• [Instruction]
Output all of the entries below precisely as written.

• [Given records]
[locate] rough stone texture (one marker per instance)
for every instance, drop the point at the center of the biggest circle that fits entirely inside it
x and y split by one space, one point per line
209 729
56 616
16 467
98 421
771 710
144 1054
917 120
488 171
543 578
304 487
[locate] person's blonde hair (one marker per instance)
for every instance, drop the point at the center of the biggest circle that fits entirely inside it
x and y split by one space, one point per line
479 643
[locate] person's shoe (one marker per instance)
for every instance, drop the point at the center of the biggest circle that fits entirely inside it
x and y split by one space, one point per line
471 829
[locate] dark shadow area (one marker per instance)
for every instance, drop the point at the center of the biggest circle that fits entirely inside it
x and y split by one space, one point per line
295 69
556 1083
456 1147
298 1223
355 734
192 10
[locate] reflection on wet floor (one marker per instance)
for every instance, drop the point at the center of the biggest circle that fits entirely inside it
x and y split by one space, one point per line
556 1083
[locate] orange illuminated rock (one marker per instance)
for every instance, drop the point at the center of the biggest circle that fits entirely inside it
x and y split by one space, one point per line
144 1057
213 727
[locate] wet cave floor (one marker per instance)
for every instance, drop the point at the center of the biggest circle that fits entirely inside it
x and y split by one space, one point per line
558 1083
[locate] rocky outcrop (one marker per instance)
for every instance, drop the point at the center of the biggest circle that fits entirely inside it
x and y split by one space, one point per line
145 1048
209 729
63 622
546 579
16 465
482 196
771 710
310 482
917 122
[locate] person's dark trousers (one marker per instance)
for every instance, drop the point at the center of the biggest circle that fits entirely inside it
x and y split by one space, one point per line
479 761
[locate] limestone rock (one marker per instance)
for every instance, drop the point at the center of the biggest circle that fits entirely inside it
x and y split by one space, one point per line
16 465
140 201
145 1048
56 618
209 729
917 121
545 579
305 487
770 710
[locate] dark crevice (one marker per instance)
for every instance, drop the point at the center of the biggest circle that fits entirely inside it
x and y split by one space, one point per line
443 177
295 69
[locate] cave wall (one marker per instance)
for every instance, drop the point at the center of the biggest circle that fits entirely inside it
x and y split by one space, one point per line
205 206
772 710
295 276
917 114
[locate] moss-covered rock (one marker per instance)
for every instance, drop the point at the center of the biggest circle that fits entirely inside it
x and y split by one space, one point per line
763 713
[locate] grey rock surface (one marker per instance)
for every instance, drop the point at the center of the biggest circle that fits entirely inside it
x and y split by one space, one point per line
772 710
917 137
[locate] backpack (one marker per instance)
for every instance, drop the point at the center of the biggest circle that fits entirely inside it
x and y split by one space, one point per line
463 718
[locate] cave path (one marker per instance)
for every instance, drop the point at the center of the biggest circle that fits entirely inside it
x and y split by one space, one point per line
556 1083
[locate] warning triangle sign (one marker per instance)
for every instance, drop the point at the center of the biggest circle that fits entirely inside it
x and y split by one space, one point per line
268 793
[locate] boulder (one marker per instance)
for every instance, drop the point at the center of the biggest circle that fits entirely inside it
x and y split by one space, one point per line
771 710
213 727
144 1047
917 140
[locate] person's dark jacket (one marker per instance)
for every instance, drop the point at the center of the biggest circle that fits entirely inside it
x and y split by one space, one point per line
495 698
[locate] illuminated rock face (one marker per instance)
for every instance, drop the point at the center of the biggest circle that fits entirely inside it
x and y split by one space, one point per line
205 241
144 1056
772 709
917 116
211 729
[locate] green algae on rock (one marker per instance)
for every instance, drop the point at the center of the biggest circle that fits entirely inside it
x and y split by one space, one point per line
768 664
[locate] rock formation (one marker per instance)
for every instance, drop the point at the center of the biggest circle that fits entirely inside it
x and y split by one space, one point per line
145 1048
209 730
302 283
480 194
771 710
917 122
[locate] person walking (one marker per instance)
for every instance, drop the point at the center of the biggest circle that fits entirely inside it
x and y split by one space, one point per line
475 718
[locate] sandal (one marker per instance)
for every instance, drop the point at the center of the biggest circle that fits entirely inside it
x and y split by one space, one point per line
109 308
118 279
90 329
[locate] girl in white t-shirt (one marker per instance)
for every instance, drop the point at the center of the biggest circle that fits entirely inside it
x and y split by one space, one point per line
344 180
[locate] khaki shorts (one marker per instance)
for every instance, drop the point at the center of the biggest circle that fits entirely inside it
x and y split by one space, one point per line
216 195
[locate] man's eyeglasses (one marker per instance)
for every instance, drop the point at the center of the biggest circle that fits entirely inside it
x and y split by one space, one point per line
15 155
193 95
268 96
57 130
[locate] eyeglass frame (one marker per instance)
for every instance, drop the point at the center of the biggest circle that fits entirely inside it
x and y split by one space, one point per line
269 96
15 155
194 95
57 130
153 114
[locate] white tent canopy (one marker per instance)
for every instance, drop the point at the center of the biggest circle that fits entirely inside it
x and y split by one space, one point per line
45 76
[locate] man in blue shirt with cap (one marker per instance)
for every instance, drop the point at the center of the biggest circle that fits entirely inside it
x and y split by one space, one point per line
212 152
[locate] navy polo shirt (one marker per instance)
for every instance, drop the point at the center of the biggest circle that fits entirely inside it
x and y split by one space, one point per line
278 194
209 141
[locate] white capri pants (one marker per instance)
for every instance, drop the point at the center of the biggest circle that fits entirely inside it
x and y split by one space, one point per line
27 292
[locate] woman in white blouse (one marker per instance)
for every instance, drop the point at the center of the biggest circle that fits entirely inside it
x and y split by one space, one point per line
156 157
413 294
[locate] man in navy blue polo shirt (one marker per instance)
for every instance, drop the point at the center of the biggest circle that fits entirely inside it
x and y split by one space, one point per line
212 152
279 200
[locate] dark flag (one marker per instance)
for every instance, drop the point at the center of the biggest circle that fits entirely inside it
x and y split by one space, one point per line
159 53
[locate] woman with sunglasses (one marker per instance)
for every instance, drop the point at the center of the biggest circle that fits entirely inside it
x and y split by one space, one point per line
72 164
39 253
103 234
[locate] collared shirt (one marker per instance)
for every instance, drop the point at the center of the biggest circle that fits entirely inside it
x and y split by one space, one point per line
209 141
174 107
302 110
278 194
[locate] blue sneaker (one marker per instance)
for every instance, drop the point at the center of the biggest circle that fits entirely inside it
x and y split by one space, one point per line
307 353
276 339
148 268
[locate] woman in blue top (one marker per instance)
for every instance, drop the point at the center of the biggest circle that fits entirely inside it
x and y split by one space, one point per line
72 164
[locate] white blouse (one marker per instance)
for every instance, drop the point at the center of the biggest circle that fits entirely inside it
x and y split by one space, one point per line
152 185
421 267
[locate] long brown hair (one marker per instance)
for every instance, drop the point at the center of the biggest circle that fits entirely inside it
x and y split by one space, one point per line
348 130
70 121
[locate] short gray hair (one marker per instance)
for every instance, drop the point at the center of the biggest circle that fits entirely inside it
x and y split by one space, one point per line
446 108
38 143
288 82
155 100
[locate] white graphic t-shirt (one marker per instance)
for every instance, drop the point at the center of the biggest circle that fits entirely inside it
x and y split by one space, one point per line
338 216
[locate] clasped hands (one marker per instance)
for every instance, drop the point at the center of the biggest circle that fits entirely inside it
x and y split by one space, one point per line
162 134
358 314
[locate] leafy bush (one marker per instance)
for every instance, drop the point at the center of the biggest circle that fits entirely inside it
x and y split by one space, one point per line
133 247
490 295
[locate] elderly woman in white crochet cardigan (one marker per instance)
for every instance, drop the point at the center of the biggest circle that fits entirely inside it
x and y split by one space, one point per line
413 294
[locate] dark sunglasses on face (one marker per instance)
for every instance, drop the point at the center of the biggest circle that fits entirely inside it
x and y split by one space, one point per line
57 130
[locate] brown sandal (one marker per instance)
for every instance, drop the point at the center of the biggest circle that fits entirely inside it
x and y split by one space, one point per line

• [In response]
[locate] rough stone texture (one marker per instance)
for every instance, drop the point at the center of the biggest circle that fits entirely inside it
x and y split by one space, one point per line
209 729
56 616
16 467
98 421
771 710
144 1054
917 120
488 171
543 578
304 487
[locate] person's blonde hair (one marker per instance)
for every instance, drop the point at the center of the biggest circle that fits entirely inside it
x and y split by one space, one point per line
479 643
[locate] person's shoe (one marker per instance)
for every instance, drop the point at the center of the biggest circle that fits entirely inside it
x and y split by one space, one point per line
471 829
[locate] dark shadow area (one marker per instance)
for every instance, drop the point at the center of the biggest circle that fits entirely inside it
x and y split by one space, one point per line
295 69
556 1083
456 1147
298 1223
355 734
192 10
[locate] reflection on wet floor (one marker per instance)
for every instance, drop the point at the center of the biggest circle that fits entirely inside it
x and y split by one space, one point per line
556 1083
[locate] orange illuminated rock (one marker per instance)
for every instance, drop the point at the center of the biggest circle that fits entirely inside it
x and y split by one space, one point per line
144 1057
213 727
[locate] wet cave floor (one marker per instance)
for every instance, drop the point at the center of the biggest circle that fits entirely inside it
x and y split by one space, one point per line
558 1083
[locate] rocky outcrop (one marker per instance)
for every instance, drop the point at the center of the biggest circle that fits entirely inside it
x and y split by one space, one point per line
145 1048
209 729
63 622
546 579
16 465
482 196
771 710
310 482
917 122
[locate] person's dark trousers (one marker per instance)
for every instance, drop the point at the center of the biggest circle that fits entirely inside it
x and y split by one space, one point per line
479 761
[locate] limestone rock (one marker per instance)
for every instance, drop the point at the center of the biggest circle that fits entirely inside it
x and y split by one space, one point per line
16 465
140 201
145 1048
56 618
209 729
917 121
545 579
305 487
770 710
[locate] dark crevice (one marker per instance)
for every instance, drop the point at the center of the biggest circle that fits entirely inside it
x and y split by one space, one point per line
443 177
295 69
[locate] cave wall (one marker per instance)
for every instance, drop the point at the center of the biggest circle that fits entirely inside it
x and y split by one space, one point per line
205 206
772 710
295 276
917 114
[locate] moss-covered rock (one marker per instance)
for every instance, drop the point at the center of the biggest circle that fits entirely inside it
x and y split by one space, one point per line
763 713
[locate] grey rock surface (one marker per instance)
for every instance, drop the point at the center of the biggest circle that fits entirely inside it
x and y split by one space, one point per line
772 710
917 137
[locate] backpack (one marker per instance)
for every instance, drop the point at the center of the biggest circle that fits entirely inside it
x and y split by one space, one point per line
463 718
[locate] cave path (one marker per instance)
for every instance, drop the point at the center of the biggest circle that fits entirely inside it
x and y split by one space, one point per line
556 1083
[locate] warning triangle sign (one marker per instance)
for every instance, drop the point at the center of the biggest circle that fits entirely inside it
x and y split by one space, one point per line
268 793
[locate] boulder (one marker per instance)
for every instance, drop the point at the center of the biggest circle that fits entirely inside it
x and y split by one space, one point per line
771 710
213 727
144 1047
917 140
[locate] person's dark jacket (one marker per instance)
for every instance, drop the point at the center of the biggest circle that fits entirely inside it
x and y split by one space, one point per line
495 698
[locate] illuminated rock face (one marker per instance)
for every instance, drop the point at the center of the biggest circle that fits entirely inside it
x and y split by one space, one point per line
205 241
144 1056
772 709
917 116
211 729
[locate] green algae on rock (one marker per instance)
for every instance, drop the point at the center of the biggest circle that fits entirely inside it
x and y split by one space, one point per line
768 664
[locate] rock formation (one marker per instance)
for every instance, drop the point at the center of the biggest circle that fits entirely inside it
x and y split by one space, one point per line
145 1048
209 730
302 283
480 194
771 710
917 122
[locate] person walking (one marker per instance)
for every instance, drop the point at the center of the biggest circle that fits entirely inside it
x and y split by one space, one point per line
475 718
[locate] sandal (one marker per instance)
for every instance, drop the point at the center of the biggest circle that fits entirely inside it
x and y split by one space, one point per line
109 308
118 279
90 329
[locate] girl in white t-shirt (one marker per instance)
for every instance, drop the point at the center of the biggest circle that fits entirely inside it
x and y split by one space, one point per line
344 180
[locate] khaki shorts (one marker per instance)
for every instance, drop the point at the center of the biggest circle that fits entirely inside it
x and y split by one space, one point per line
216 195
[locate] man's eyeglasses (one marker per instance)
for every instance, drop the point at the center of the biggest circle that fits entirely inside it
x and y split by one space, one point per line
15 155
193 95
268 96
57 130
[locate] eyeglass frame (one marker per instance)
for every instance, drop the point at the center of the biggest circle that fits entirely inside it
x and y split by one space, one point per line
269 96
15 155
194 95
57 130
153 114
[locate] white tent canopy (one marker per instance)
for every instance, drop the point at the center of the biggest circle that fits entirely inside it
x and y split by one space, one point per line
45 76
[locate] man in blue shirt with cap (one marker per instance)
for every instance, drop the point at the center of the biggest circle that fits entirely inside it
x and y split by one space, one point per line
212 152
[locate] navy polo shirt (one marker per instance)
for every instance, drop the point at the center of the biggest circle that fits entirely inside it
x and y split by one space, one point per line
278 194
209 141
[locate] white capri pants (one marker per instance)
for every instance, drop the point at the center of the biggest circle that fits entirely inside it
x and y split by one space, one point per line
27 292
[locate] woman in white blouse (one marker per instance)
for every instance, drop the point at the center of the biggest circle that fits entirely inside it
x and y split by one space, one point per line
156 157
413 294
[locate] man in navy blue polo shirt (one marker per instance)
for every instance, drop the point at the center of the biggest circle that fits entirely inside it
x and y split by one space, one point per line
212 152
279 200
[locate] dark flag (one marker per instance)
for every instance, drop the point at the center of the biggest circle that fits entirely inside it
x and y split by one space, one point per line
159 53
[locate] woman with sunglasses (one marker per instance)
for every instance, drop the point at the center of the biggest circle that fits entirely inside it
x and y split by one space, one point per line
72 164
39 253
103 234
[locate] collared shirt (one marker per instance)
for every instance, drop the point at the center of the biggest circle that fits entirely inside it
x and y split by one space, one point per line
209 141
174 107
302 110
278 194
[locate] blue sneaker (one marker per instance)
for every instance, drop the point at the center of the biggest circle that fits entirely inside it
x and y split by one space, one point per line
307 353
276 339
148 268
[locate] woman in blue top (one marker per instance)
for every instance, drop the point at the center of the biggest circle that fits entirely inside it
x and y split by one space, one point per line
72 164
[locate] white blouse (one marker per instance)
for every instance, drop the point at the center of the biggest circle that fits entirely inside it
x and y split by one space, one point per line
152 185
421 267
[locate] long brown hair (one marker per instance)
for every instance, drop the point at the center of the biggest circle that fits entirely inside it
x and y split by one space, one point per line
348 130
70 121
[locate] short gray hair (one marker per instance)
for every instance, drop the point at the center of the biggest circle that fits entirely inside it
x and y split by one space, one point per line
446 108
38 143
288 82
155 100
[locate] white graphic t-shirt (one marker per instance)
for every instance, drop the point at the center of the biggest circle that fits entirely inside it
x and y split by one space, one point per line
338 216
[locate] clasped hands (one marker per instance)
for every instance, drop the point at the center of the biggest circle that fits entirely inside it
x and y split by one space, one point per line
162 134
358 314
[locate] leafy bush (one marker per instance)
for every instance, drop the point at the center of the biggest circle that fits entirely inside it
x and y split by one space, one point per line
133 247
490 295
[locate] elderly woman in white crochet cardigan (one marker per instance)
for every instance, drop the point at the center of the biggest circle that fits entirely inside it
x and y split by one space, one point per line
413 294
[locate] dark sunglasses on face (one marker per instance)
for every instance, drop the point at the center of the biggest circle that fits entirely inside it
x and y split by one space, one point per line
57 130
[locate] brown sandal (one marker per instance)
for every instance, drop the point at the center of the biggest circle that fits entirely inside it
x and y split by one space, one point per line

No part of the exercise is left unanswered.